**Goal of the exercise:** All lines from the one containing "e.g. [[454, 118]]" to the final line of the material should be retyped exactly. Nothing else belongs in the response.

**Provided entries:**
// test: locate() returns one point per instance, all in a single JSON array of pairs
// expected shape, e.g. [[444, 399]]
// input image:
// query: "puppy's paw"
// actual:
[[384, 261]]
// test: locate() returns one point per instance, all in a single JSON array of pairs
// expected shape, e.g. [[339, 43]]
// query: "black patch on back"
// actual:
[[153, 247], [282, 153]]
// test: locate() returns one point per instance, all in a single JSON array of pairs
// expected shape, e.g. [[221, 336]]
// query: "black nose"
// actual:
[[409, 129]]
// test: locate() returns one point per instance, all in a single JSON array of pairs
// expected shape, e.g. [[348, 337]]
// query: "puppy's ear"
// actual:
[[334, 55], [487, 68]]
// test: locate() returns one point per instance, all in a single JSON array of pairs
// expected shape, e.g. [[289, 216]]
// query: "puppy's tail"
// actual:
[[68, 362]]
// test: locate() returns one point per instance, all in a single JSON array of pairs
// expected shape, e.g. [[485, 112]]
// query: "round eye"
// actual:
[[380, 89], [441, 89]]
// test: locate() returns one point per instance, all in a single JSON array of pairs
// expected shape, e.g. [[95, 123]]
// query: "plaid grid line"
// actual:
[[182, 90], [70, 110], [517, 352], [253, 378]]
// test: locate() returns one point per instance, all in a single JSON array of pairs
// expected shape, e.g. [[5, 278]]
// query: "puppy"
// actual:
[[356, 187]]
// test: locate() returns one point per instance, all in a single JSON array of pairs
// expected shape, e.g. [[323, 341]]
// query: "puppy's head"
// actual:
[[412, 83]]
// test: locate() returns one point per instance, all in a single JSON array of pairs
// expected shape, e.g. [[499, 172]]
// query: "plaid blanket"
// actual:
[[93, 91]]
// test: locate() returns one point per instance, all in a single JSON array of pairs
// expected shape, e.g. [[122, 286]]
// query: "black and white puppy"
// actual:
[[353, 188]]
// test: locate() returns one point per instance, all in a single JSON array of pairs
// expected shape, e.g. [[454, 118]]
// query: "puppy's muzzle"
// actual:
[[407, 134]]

**Final answer:**
// expected shape, e.g. [[454, 118]]
// query: "puppy's muzzle"
// actual:
[[407, 134]]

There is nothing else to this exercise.